TASK REQUIREMENTS =
Reproduce every one of the following records verbatim, line for line.

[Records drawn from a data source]
════════════════

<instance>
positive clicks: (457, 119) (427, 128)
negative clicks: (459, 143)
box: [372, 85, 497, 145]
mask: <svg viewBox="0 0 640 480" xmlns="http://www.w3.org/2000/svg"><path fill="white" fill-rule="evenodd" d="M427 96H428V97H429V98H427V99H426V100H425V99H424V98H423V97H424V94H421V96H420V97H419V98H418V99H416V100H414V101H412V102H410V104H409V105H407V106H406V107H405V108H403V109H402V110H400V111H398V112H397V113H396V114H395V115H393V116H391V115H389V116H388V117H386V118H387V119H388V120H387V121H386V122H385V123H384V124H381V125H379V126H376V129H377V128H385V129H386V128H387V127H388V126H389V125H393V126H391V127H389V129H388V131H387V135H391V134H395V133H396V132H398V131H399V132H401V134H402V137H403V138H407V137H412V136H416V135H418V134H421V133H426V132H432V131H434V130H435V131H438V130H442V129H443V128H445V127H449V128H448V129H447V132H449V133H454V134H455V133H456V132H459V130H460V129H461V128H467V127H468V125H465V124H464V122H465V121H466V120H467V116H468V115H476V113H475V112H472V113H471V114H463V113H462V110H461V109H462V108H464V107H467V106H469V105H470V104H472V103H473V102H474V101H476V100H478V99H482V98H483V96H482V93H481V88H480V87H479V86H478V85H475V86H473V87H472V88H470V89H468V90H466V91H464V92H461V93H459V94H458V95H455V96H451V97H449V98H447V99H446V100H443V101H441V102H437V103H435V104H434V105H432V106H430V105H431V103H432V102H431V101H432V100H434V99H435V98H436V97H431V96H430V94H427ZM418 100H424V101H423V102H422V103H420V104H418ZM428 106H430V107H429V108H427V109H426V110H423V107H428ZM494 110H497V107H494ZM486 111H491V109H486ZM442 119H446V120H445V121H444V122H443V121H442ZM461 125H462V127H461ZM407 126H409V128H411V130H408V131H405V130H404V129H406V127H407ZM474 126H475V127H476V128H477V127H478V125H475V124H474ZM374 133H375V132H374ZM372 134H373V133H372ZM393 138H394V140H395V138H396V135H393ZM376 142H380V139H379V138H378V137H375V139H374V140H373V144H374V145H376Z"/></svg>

════════════════

RESULT OF THE EXERCISE =
<instance>
positive clicks: (457, 119) (427, 128)
negative clicks: (459, 143)
box: [372, 85, 497, 145]
mask: <svg viewBox="0 0 640 480" xmlns="http://www.w3.org/2000/svg"><path fill="white" fill-rule="evenodd" d="M427 96H428V97H429V98H427V99H426V100H425V99H424V98H423V97H424V94H421V96H420V97H419V98H418V99H416V100H414V101H412V102H410V104H409V105H407V106H406V107H405V108H403V109H402V110H400V111H398V112H397V113H396V114H395V115H393V116H391V115H389V116H388V117H386V118H387V119H388V120H387V121H386V122H385V123H384V124H381V125H379V126H376V129H377V128H385V129H386V128H387V127H388V126H389V125H393V126H391V127H389V129H388V131H387V135H391V134H395V133H396V132H398V131H399V132H401V134H402V137H403V138H407V137H412V136H416V135H418V134H421V133H426V132H432V131H434V130H435V131H438V130H442V129H443V128H445V127H449V128H448V129H447V132H449V133H454V134H455V133H456V132H459V130H460V129H461V128H467V127H468V125H465V124H464V122H465V121H466V120H467V116H468V115H476V113H475V112H472V113H471V114H463V113H462V110H461V109H462V108H464V107H467V106H469V105H470V104H472V103H473V102H474V101H476V100H478V99H482V98H483V96H482V93H481V88H480V87H479V86H478V85H475V86H473V87H472V88H470V89H468V90H466V91H464V92H461V93H459V94H458V95H455V96H451V97H449V98H447V99H446V100H443V101H441V102H437V103H435V104H434V105H432V106H430V105H431V103H432V102H431V101H432V100H434V99H435V98H436V97H431V96H430V94H427ZM418 100H424V101H423V102H422V103H420V104H418ZM428 106H430V107H429V108H427V109H426V110H423V107H428ZM494 110H497V107H494ZM486 111H491V109H486ZM442 119H446V120H445V121H444V122H443V121H442ZM461 125H462V127H461ZM407 126H409V128H411V130H408V131H405V130H404V129H406V127H407ZM474 126H475V127H476V128H477V127H478V125H475V124H474ZM374 133H375V132H374ZM372 134H373V133H372ZM393 138H394V140H395V138H396V135H393ZM376 142H380V139H379V138H378V137H375V139H374V140H373V144H374V145H376Z"/></svg>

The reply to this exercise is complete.